*Task to carry out*. Return all of the data exactly, with nothing left out but the pictures.
+++
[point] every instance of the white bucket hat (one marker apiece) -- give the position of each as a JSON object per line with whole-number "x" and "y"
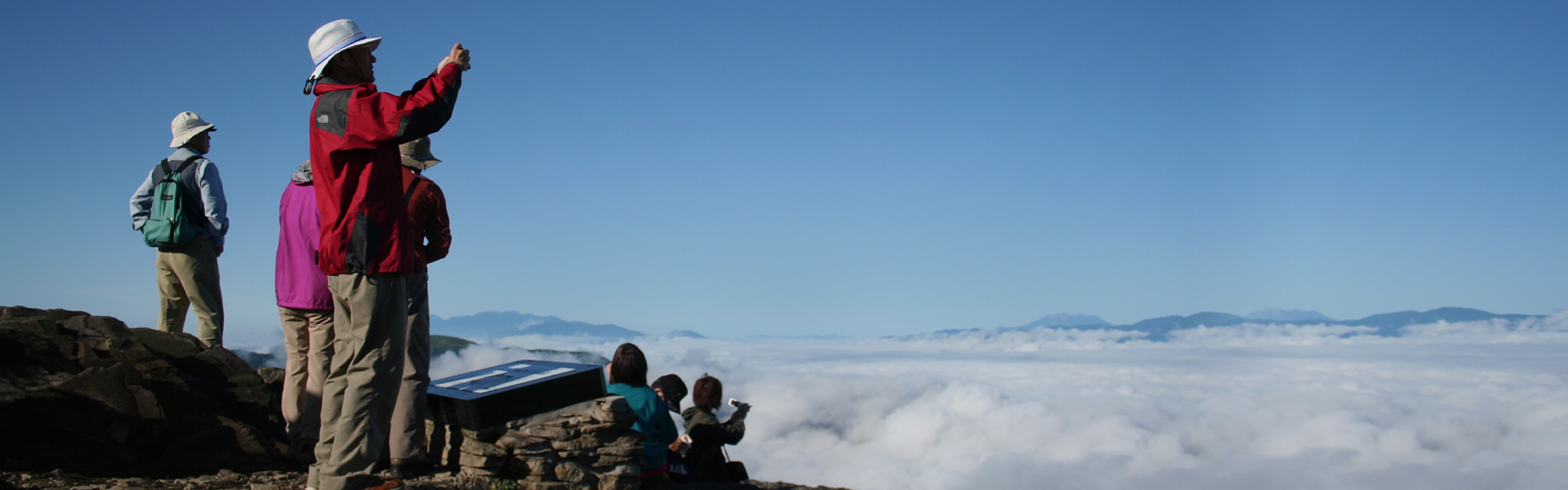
{"x": 334, "y": 38}
{"x": 416, "y": 154}
{"x": 187, "y": 126}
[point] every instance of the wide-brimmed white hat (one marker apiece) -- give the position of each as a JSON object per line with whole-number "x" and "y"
{"x": 334, "y": 38}
{"x": 416, "y": 154}
{"x": 187, "y": 126}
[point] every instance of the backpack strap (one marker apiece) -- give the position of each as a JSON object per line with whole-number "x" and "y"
{"x": 182, "y": 165}
{"x": 173, "y": 173}
{"x": 412, "y": 187}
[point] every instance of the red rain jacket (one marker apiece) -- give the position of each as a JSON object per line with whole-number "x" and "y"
{"x": 354, "y": 132}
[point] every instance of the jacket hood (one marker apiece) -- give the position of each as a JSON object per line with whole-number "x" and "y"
{"x": 303, "y": 175}
{"x": 325, "y": 85}
{"x": 692, "y": 412}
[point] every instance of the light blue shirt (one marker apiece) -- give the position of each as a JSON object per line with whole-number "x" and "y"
{"x": 207, "y": 183}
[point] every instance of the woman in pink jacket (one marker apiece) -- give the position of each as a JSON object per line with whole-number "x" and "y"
{"x": 306, "y": 310}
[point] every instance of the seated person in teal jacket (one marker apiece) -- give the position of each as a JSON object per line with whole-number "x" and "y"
{"x": 629, "y": 379}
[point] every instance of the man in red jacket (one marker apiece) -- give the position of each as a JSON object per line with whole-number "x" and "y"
{"x": 368, "y": 239}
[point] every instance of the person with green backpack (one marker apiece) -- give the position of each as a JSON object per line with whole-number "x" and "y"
{"x": 180, "y": 211}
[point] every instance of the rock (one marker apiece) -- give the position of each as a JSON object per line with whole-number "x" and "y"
{"x": 272, "y": 376}
{"x": 574, "y": 473}
{"x": 540, "y": 467}
{"x": 96, "y": 327}
{"x": 535, "y": 449}
{"x": 470, "y": 447}
{"x": 626, "y": 451}
{"x": 620, "y": 483}
{"x": 477, "y": 471}
{"x": 612, "y": 461}
{"x": 488, "y": 462}
{"x": 549, "y": 432}
{"x": 514, "y": 440}
{"x": 176, "y": 346}
{"x": 104, "y": 399}
{"x": 576, "y": 443}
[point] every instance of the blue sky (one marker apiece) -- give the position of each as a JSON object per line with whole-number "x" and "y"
{"x": 844, "y": 167}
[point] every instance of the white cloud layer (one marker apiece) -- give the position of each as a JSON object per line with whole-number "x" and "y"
{"x": 1448, "y": 406}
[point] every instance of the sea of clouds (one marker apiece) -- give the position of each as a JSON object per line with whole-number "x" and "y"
{"x": 1446, "y": 406}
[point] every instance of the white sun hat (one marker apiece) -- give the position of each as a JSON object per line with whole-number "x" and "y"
{"x": 334, "y": 38}
{"x": 187, "y": 126}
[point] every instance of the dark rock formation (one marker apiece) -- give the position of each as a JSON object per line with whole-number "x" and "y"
{"x": 88, "y": 394}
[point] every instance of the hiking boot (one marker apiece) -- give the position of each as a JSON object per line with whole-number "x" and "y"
{"x": 412, "y": 470}
{"x": 388, "y": 484}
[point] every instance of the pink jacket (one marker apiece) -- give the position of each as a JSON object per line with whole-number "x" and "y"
{"x": 300, "y": 283}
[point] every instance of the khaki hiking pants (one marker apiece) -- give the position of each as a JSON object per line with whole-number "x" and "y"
{"x": 189, "y": 277}
{"x": 308, "y": 345}
{"x": 369, "y": 328}
{"x": 408, "y": 420}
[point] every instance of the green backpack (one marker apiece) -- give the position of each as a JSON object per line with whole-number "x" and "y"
{"x": 170, "y": 225}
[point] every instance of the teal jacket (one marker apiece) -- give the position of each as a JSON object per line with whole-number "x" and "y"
{"x": 653, "y": 418}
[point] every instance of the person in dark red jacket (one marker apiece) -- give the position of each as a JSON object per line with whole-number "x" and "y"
{"x": 427, "y": 207}
{"x": 368, "y": 239}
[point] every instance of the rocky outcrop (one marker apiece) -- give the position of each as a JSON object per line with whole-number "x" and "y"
{"x": 87, "y": 394}
{"x": 584, "y": 447}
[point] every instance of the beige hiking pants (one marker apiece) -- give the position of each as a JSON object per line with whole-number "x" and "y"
{"x": 369, "y": 328}
{"x": 189, "y": 277}
{"x": 308, "y": 345}
{"x": 408, "y": 420}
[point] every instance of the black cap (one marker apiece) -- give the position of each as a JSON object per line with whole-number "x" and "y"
{"x": 673, "y": 390}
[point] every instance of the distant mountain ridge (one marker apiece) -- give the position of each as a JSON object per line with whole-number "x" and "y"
{"x": 1387, "y": 324}
{"x": 511, "y": 323}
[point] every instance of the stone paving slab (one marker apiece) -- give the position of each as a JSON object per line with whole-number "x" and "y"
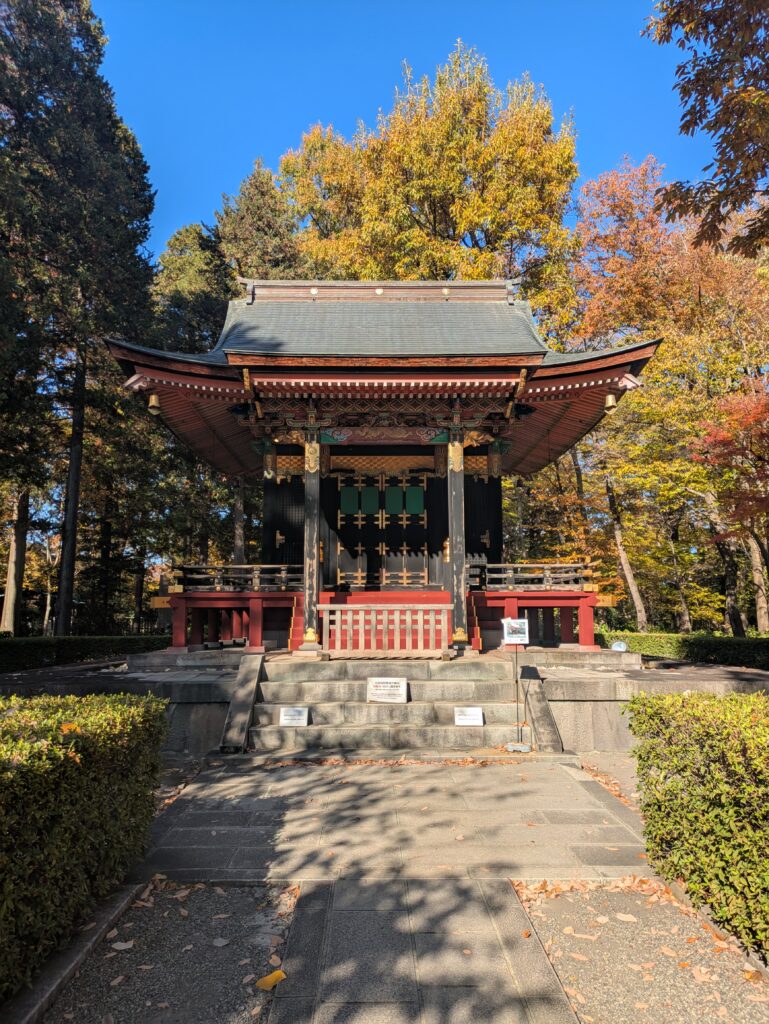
+++
*Result of this task*.
[point] every instance of the white bucket hat (one marker apiece) -- give the position of each as a JSON object per line with whole-number "x" and "y"
{"x": 334, "y": 38}
{"x": 416, "y": 154}
{"x": 187, "y": 126}
[point] every instance of the wide-brimmed white hat (one marker apiece) -- give the position of each as a JSON object per line with whole-number "x" and "y"
{"x": 334, "y": 38}
{"x": 416, "y": 154}
{"x": 187, "y": 126}
[point] every instance of the backpack strap (one marker apiece) -- give the position of each as a JSON object per line with whole-number "x" and "y"
{"x": 182, "y": 165}
{"x": 173, "y": 173}
{"x": 412, "y": 187}
[point] every instance of the red rain jacket (one marker apiece) -- give the position of each as a JSON object per line with whole-number "x" and "y"
{"x": 354, "y": 132}
[point] every instance of the jacket hood (one marker apiece) -- give the position of each as a JSON object per line with whole-number "x" and "y"
{"x": 303, "y": 175}
{"x": 325, "y": 85}
{"x": 692, "y": 412}
[point] every instance of the light blue shirt (one marker apiece) -- give the position of each as a JSON object per line with whole-number "x" and "y"
{"x": 207, "y": 183}
[point] every instance of the woman in pink jacket (one marker apiece) -- give the position of each as a JSON object per line with whole-number "x" and "y"
{"x": 306, "y": 310}
[point] every instance of the seated person in teal jacket (one marker apiece) -- give the position of each as a JSON object per line with whole-number "x" and "y"
{"x": 629, "y": 379}
[point] every instance of the man in red jacket (one marker apiece) -- give the position of each as a JSON object per line with whole-number "x" and "y"
{"x": 368, "y": 239}
[point] every instance of the person with green backpack (one marker apiece) -- give the position of each as a JSON object per line with whole-number "x" and "y"
{"x": 180, "y": 211}
[point] every instance of the rock (one marker apiece) -- give the position of each as a JSON object per line with whole-number "x" and "y"
{"x": 272, "y": 376}
{"x": 574, "y": 473}
{"x": 540, "y": 467}
{"x": 96, "y": 327}
{"x": 535, "y": 449}
{"x": 470, "y": 447}
{"x": 626, "y": 451}
{"x": 620, "y": 483}
{"x": 477, "y": 471}
{"x": 612, "y": 461}
{"x": 488, "y": 462}
{"x": 549, "y": 432}
{"x": 514, "y": 440}
{"x": 176, "y": 346}
{"x": 104, "y": 399}
{"x": 576, "y": 443}
[point] every instance of the blue sky (one marker apiece) -- give the position of each as a JSON object per line with whole-number "x" and "y"
{"x": 844, "y": 167}
[point] every instance of the white cloud layer (one marker apiece) -- give the position of each as a JSON object per line with whole-number "x" and "y"
{"x": 1448, "y": 406}
[point] every instance of the sea of clouds (one marker apiece) -- give the position of each as a JSON object per line with whole-number "x" and "y"
{"x": 1446, "y": 406}
[point] every instance of the white sun hat (one marker apiece) -- give the position of each as a JSON object per line with whole-number "x" and "y"
{"x": 334, "y": 38}
{"x": 187, "y": 126}
[point] every instance of the dark rock formation (one marker apiece) -- give the position of each as a JSON object per line with whole-number "x" and "y"
{"x": 88, "y": 394}
[point] every instance of the hiking boot (one marker apiece) -- give the position of each as a JSON object per line with whole-number "x" and "y"
{"x": 412, "y": 470}
{"x": 388, "y": 484}
[point] every instance of the pink jacket (one marker apiece) -- give the position of each as a JSON object per line with whole-number "x" and "y"
{"x": 300, "y": 283}
[point] every instance of the khaki hiking pants (one marker apiece) -- give the position of each as a JSON object per line with whole-number "x" and "y"
{"x": 189, "y": 277}
{"x": 308, "y": 345}
{"x": 369, "y": 328}
{"x": 408, "y": 420}
[point] every instance of the green backpack (one marker apiece) -- give the position of each as a JSON object per line with whole-number "x" and "y"
{"x": 170, "y": 225}
[point] every instance of the teal jacket (one marker apiece) -- give the position of each as a JSON object per line with whole-number "x" and "y"
{"x": 653, "y": 418}
[point] every instance of the person in dark red jacket (one marker apiece) -- give the position of each as a JSON object per line with whole-number "x" and "y"
{"x": 427, "y": 207}
{"x": 368, "y": 239}
[point] every instance of the rocky outcrop (one marker apiece) -- give the position of each as a JSON object per line with whole-number "x" and "y"
{"x": 87, "y": 394}
{"x": 584, "y": 447}
[point] every instance of the beige hiking pants (one marker apiece) -- give the position of each as a JSON object per line with whole-number "x" and "y"
{"x": 369, "y": 328}
{"x": 189, "y": 277}
{"x": 308, "y": 345}
{"x": 408, "y": 420}
[point] every instance of the black cap (one marker apiece) -- give the position of each as a JSON object per line with whole-number "x" and "y"
{"x": 673, "y": 390}
[point] every instance of the distant mountain ridge (one marker apiece) -- give the position of each as a JSON object per line with whole-number "x" and "y"
{"x": 1387, "y": 324}
{"x": 511, "y": 323}
[point] every instance of the stone paving slab (one marker apiece) -- give the position of each as a JSON object per line with whole-number "x" and "y"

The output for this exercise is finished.